**任務要求**
以下方講述她打算外出打工的節選為準，從其最後一句之後接著往下續寫。

**網頁節選**
一個紅霞滿天的黃昏,她跟我說她想去外面打工。稍微乾點重活便氣喘吁吁的她對我說想去外面打工。第二天她便打電話給她遠在湖南的妹妹,那邊也同意了,彷彿已是萬事俱備只欠東風。她看着我擔心的眼神,又微微翹着嘴脣對我說,我去那邊是做清潔工,一點也不累,管吃住一個月還能拿一千一百塊錢呢。她滿臉興奮地說着,日子彷彿又回到了十幾年前她不知疲倦地挑着涼粉頂着烈日在鄉村小巷四處忙碌的樣子。她說了句,好像是昨天的事,沒想到一下子就這麼多年過去了,而後眼神便黯淡下來。她看着我的表情,趕緊扭過臉去,再次轉身時雙眸卻紅紅的。轉瞬間,她卻忽然大聲笑起來。她說,好好休息下,我晚上給你燉好吃的。

**所給資料**

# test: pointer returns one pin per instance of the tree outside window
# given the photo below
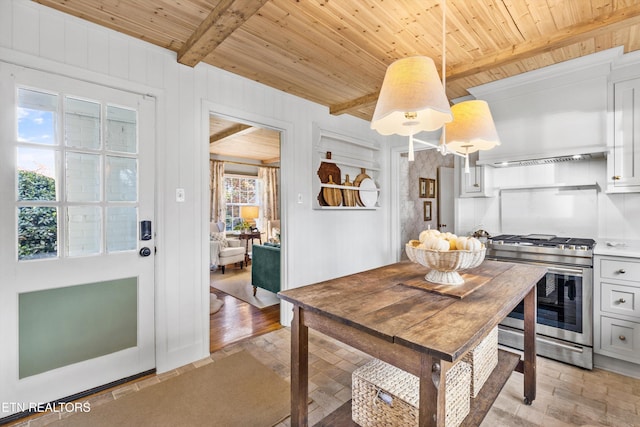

**本題作答**
她收拾好了衣裳,最終還是沒去。我病懨懨的樣子以及倦怠的眼神,彷彿一根無形的繩索般栓住了她疼痛的步履,連着那顆疲憊的心。

我默默地躺在牀上睡覺時,她便坐在牀沿,隔幾分鐘看我一眼。等我熟睡時,她便出去了,回來時便興奮地跟我說這回又贏了多少,幾天後恰逢趕集,她便拉着我說去給我買件新衣服。我變得懶惰起來,推脫各種理由說不去。她彷彿猜穿了我的心思,自己竟拿着我先前穿過的衣服當尺寸獨自去了。

這麼多年過去了,他輾轉於廣州石井各個不同的鞋廠,那麼小的一個地方,他走進去便不見身影,十幾年後再出來時,青春早已不見蹤影。他住在八個人一間的大宿舍裏,逼仄的房間顯得陰暗而潮溼,躺在牀上能看見結網的蜘蛛在半空中掙扎着,有時候他陰鬱的眼神告訴我,這麼多年過去了自己怎麼還像這隻蜘蛛一般逃不出底層生活的網?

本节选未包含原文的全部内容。